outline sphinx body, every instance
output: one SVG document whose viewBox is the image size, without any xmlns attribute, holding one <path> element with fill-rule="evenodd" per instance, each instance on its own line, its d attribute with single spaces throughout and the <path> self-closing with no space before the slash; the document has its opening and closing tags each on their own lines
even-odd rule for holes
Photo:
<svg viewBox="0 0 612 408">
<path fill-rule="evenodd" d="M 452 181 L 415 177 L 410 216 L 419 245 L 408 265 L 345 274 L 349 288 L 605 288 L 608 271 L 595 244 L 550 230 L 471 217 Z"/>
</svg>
---
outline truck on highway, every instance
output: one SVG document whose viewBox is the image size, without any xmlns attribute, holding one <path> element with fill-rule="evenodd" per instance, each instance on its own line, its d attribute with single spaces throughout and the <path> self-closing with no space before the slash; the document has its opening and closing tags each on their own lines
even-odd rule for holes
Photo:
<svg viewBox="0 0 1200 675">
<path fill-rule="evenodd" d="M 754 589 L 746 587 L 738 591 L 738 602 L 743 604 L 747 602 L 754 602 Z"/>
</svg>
...
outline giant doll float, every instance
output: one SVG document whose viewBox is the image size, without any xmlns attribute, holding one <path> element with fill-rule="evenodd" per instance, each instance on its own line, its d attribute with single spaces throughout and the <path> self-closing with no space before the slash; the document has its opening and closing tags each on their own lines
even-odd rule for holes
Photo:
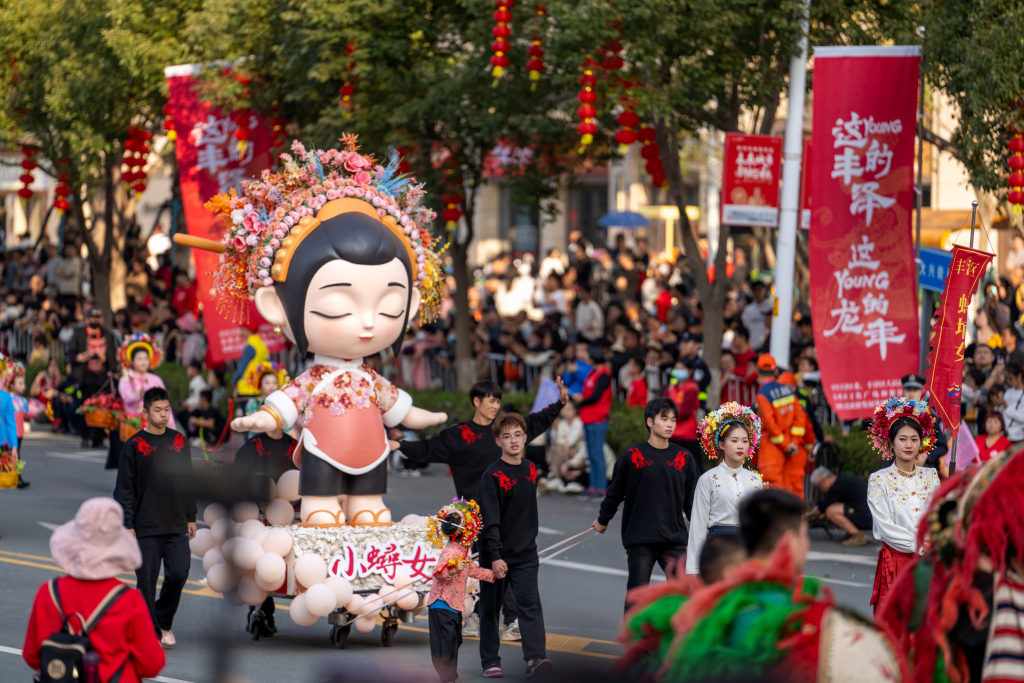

REQUIREMENT: Filter the entries and keep only the lines holding "outline".

WRITTEN SOLUTION:
outline sphinx body, every instance
outline truck on highway, every instance
outline giant doll float, every instance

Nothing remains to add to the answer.